▶ _Tasks for this exercise_
[1] Summarize the conversation transcript in two sentences.
[2] In the conversation transcript, what did Pete Wright's undergraduate writing professor say?
[3] Translate this sentence from the conversation transcript into Spanish: "So maybe that didn’t work out in the past, but it doesn’t mean that it can’t work out a different way going forward."

▶ _Source passage_
———

There’s a purpose behind every mistake or failure or let down. And I try to… My camper van is lessons learned, growth from the mistakes. I try not to call them mistakes, but that time I threw away that whole script and started over, but God, that second draft really had something that never would’ve been. Does that make sense? Rather than dwell in, that did not go the way I wanted. That joke bombed. My voice cracked on that song. Okay. And I lived. I always say to the kid performers I work with all the time, I’m like, “Did you live? Are you going to live if you forget your line? If the scene doesn’t go your way, are you going to live?” “Yes, Miss Mandy.”

Pete Wright:
Has any of them them ever said, “No,” and then throw themselves on the ground? That would be awesome. Alpha move.

Mandy Kaplan:
I’ve had no suicides in my teaching children’s theater. But that’s how I view it.

Pete Wright:
Yeah. Okay. I think so much of this… as I’m reflecting on what you’re saying and how nice it is to hear that and to talk about celebrating the drafting of trash in order to get to the gold. And I had a writing professor in my undergrad who said, “Writing only starts in the second draft.” Get the garbage out and then you start writing.
Nikki, I want you to reflect on this for me because I think at least my lived experience of it is that there are certain things I can only do once because I fear that I’ll never be able to muster the attention to sit and really craft it a second time. And if I live with that pervasive fear that I’m going to get stuck if I try to go back, I’ll never do it again. it just becomes another thing that I’ve forgotten.

Nikki Kinzer:
Well, I think it goes back to it’s a skill that you’re practicing because for so many ADHDers, it stays at the no, but. Or it stays in the past. They’re reliving whatever situation it is that they’re thinking about. And what I like about the yes, and, is that it’s giving them the opportunity to continue going forward, maybe in a different way. So maybe that didn’t work out in the past, but it doesn’t mean that it can’t work out a different way going forward. So it keeps you forward. You don’t have to stay in the background of it.
But what you’re talking about too, I think is trust, trusting that you can do it and that it doesn’t… Trusting the fact that you can rewrite it. And it may not be very good, but then you keep rewriting it and now it’s better and better and better. Because I can tell you how many times, especially in the olden days when you didn’t save your work every 10 minutes and then something would happen and you would lose your essay or whatever.

Pete Wright:
I hate the olden days.

———

▶ _Data lines_
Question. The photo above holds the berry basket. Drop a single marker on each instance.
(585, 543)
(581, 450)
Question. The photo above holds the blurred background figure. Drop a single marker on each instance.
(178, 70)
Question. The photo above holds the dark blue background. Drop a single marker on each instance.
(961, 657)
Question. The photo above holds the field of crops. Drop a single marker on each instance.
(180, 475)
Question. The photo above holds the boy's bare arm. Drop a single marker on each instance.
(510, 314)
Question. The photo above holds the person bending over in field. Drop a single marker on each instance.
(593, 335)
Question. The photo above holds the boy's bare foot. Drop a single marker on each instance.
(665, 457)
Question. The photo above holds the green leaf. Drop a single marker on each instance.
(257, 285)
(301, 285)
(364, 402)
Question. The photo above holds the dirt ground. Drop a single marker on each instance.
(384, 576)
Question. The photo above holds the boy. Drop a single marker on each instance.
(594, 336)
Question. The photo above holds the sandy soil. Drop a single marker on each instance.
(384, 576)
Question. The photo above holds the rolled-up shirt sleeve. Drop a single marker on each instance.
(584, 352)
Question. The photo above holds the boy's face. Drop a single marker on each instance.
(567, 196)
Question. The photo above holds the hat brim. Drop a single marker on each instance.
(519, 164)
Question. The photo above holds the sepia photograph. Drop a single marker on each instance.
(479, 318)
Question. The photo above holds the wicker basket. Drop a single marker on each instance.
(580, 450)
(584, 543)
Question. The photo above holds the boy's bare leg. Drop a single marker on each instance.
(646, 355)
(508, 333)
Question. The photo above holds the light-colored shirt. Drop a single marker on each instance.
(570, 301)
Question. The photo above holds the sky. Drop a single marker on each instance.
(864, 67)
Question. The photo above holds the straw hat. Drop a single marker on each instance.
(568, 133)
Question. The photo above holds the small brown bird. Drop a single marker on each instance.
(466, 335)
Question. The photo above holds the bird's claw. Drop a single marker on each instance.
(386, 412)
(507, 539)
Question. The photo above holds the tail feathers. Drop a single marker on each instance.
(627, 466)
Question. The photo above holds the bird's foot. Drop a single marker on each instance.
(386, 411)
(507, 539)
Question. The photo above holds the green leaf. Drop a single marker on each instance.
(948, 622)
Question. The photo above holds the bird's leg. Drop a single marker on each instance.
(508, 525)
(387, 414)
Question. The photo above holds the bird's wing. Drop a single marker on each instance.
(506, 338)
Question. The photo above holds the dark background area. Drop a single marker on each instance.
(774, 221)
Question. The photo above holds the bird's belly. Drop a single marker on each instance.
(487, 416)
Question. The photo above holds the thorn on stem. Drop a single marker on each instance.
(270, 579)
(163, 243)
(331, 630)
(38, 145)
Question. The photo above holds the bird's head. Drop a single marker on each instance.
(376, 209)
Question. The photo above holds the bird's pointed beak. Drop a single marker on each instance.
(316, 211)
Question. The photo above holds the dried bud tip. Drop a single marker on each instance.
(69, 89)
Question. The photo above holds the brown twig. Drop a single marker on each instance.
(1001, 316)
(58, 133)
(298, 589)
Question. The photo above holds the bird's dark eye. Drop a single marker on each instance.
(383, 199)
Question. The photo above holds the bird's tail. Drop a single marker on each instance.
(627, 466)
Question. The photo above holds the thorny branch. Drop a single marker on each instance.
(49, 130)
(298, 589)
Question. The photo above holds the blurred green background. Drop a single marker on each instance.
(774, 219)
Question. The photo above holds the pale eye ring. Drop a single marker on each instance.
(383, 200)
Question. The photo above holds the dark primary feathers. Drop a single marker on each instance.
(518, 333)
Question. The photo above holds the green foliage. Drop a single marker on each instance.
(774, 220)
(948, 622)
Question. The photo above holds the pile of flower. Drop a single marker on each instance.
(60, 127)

———

▶ _Solutions to the tasks_
[1] Mandy Kaplan says there is a purpose behind every mistake or failure, and she asks the child performers she works with whether they will live if they forget a line or a scene doesn't go their way. Pete Wright recalls a professor who said writing only starts in the second draft, and Nikki Kinzer says the "yes, and" approach keeps ADHDers moving forward and that rewriting depends on trusting that you can do it.

[2] The professor said, "Writing only starts in the second draft."

[3] Así que tal vez eso no funcionó en el pasado, pero eso no significa que no pueda funcionar de otra manera en adelante.